▶ THE DATA:
▬▬▬▬▬▬
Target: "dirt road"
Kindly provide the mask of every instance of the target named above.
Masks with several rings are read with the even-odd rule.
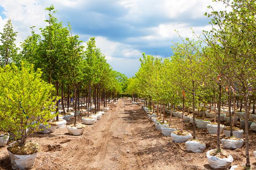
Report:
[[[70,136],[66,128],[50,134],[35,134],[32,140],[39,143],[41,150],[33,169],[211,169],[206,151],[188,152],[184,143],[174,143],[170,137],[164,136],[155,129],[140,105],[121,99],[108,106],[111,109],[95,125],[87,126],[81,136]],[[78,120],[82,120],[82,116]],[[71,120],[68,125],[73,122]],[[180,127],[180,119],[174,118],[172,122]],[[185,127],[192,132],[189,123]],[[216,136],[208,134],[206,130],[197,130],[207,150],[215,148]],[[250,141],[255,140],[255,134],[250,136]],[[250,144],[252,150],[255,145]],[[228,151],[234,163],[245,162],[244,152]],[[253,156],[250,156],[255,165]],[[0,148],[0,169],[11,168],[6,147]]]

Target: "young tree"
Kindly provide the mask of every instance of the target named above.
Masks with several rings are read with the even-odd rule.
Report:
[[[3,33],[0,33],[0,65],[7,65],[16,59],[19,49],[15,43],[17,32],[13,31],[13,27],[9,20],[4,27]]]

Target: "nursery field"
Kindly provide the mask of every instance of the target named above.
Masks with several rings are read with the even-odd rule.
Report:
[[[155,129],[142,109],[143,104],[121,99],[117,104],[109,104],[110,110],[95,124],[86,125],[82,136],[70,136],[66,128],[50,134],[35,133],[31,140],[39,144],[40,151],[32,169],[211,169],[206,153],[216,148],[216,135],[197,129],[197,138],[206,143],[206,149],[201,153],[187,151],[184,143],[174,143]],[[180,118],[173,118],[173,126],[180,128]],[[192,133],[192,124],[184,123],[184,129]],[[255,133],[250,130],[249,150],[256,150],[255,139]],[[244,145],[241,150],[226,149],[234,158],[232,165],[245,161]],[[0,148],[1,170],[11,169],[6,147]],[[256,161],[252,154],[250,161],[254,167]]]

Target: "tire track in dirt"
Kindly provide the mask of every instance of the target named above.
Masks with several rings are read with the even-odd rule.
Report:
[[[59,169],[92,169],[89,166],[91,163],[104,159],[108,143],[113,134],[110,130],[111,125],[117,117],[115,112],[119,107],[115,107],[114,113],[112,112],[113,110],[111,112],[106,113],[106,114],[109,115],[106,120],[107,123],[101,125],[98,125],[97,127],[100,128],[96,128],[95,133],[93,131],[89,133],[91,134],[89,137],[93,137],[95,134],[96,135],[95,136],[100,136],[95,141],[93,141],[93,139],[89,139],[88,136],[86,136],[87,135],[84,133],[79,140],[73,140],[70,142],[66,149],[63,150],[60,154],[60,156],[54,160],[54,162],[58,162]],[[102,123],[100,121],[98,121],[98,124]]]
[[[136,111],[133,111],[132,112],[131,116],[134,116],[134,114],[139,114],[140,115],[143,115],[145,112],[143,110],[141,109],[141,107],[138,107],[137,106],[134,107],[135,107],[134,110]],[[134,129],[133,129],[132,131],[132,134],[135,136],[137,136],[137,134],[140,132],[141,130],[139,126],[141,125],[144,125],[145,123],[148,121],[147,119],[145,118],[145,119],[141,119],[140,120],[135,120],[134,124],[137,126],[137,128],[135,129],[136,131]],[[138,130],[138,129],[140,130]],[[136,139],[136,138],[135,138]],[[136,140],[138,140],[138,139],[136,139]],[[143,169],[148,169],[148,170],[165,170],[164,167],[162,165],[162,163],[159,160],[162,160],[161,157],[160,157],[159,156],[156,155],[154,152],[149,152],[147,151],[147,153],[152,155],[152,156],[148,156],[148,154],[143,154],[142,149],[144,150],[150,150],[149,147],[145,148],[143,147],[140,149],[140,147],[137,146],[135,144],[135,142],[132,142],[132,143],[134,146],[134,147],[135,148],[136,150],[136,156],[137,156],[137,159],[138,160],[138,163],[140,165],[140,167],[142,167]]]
▬▬▬▬▬▬
▶ EXERCISE DIRECTIONS:
Make an exact copy of the whole listing, but don't bring over any pictures.

▶ COMPLETED TASK:
Target: "dirt road"
Kindly provide the mask of every instance of the target named above.
Masks with several rings are read with the even-odd rule.
Report:
[[[70,136],[66,128],[50,134],[35,134],[32,140],[39,143],[41,150],[33,169],[211,169],[206,151],[188,152],[184,143],[174,143],[170,137],[164,136],[155,129],[140,105],[121,99],[108,106],[111,109],[95,125],[87,126],[81,136]],[[78,120],[82,120],[82,116]],[[71,120],[68,125],[73,122]],[[180,127],[180,119],[174,118],[172,122]],[[185,127],[192,132],[189,123]],[[216,136],[208,134],[206,130],[197,130],[207,150],[215,148]],[[250,141],[255,140],[255,134],[250,136]],[[250,144],[252,150],[255,145]],[[228,151],[234,163],[245,162],[244,152]],[[253,156],[250,156],[255,165]],[[0,148],[0,169],[11,168],[6,147]]]

Target: "young tree"
Kindly provide the mask of every instance of the target named above.
Masks with several rings are read with the even-odd rule.
Report:
[[[3,33],[0,33],[0,65],[7,65],[16,59],[19,49],[15,43],[17,32],[13,31],[13,27],[9,20],[4,27]]]

Target: "nursery field"
Kindly provide the mask of every instance of the target named above.
Masks with several rings are read with the even-odd rule.
Report:
[[[155,129],[142,109],[143,104],[121,99],[117,104],[109,104],[110,110],[95,124],[86,125],[82,136],[70,136],[66,128],[50,134],[35,133],[31,140],[39,144],[40,151],[32,169],[211,169],[206,153],[216,148],[216,135],[197,129],[197,138],[206,143],[206,149],[201,153],[187,151],[184,143],[174,143]],[[180,118],[173,118],[173,126],[180,128]],[[192,133],[192,124],[184,123],[184,129]],[[255,133],[250,130],[249,150],[256,150],[255,139]],[[244,145],[241,150],[226,149],[234,158],[232,165],[245,161]],[[0,148],[1,170],[11,169],[6,147]],[[256,161],[252,154],[250,161],[254,167]]]

Target: "tire track in dirt"
Kindly provide the mask of every instance of the target named above.
Masks with several rings are read with the even-odd rule.
Report:
[[[59,169],[92,169],[89,166],[91,163],[104,159],[108,143],[113,134],[110,130],[111,125],[117,117],[115,112],[119,107],[115,107],[114,113],[112,112],[113,110],[111,112],[106,113],[106,114],[109,115],[106,120],[107,123],[101,125],[98,125],[97,127],[100,128],[96,128],[95,133],[93,131],[89,133],[91,134],[89,137],[93,137],[95,134],[96,135],[95,136],[100,136],[95,141],[93,141],[93,139],[89,139],[88,136],[86,136],[87,135],[84,133],[79,140],[73,140],[70,142],[66,149],[63,150],[60,154],[60,156],[54,160],[54,162],[58,162]],[[102,123],[100,121],[98,121],[98,124]]]
[[[136,111],[133,111],[132,112],[131,116],[134,116],[134,114],[139,114],[140,115],[143,115],[145,112],[143,110],[141,109],[141,107],[138,107],[137,106],[134,107],[135,107],[134,110]],[[134,129],[133,129],[132,131],[132,134],[135,136],[137,136],[137,134],[140,132],[141,130],[139,126],[141,125],[144,125],[145,123],[148,121],[147,119],[145,118],[145,119],[141,119],[140,120],[135,120],[134,124],[137,126],[137,128],[135,129],[136,131]],[[138,130],[138,129],[140,130]],[[136,139],[136,138],[135,138]],[[136,140],[138,140],[138,139],[136,139]],[[143,169],[148,169],[148,170],[165,170],[164,167],[162,165],[162,163],[159,160],[162,160],[161,157],[160,157],[159,156],[156,155],[154,152],[149,152],[147,151],[147,153],[152,155],[152,156],[148,156],[148,154],[143,154],[142,149],[144,150],[150,150],[149,147],[145,148],[143,147],[140,149],[140,147],[137,146],[135,144],[135,142],[132,142],[132,143],[134,146],[134,147],[135,148],[136,150],[136,156],[137,156],[137,159],[138,160],[138,163],[140,165],[140,167],[142,167]]]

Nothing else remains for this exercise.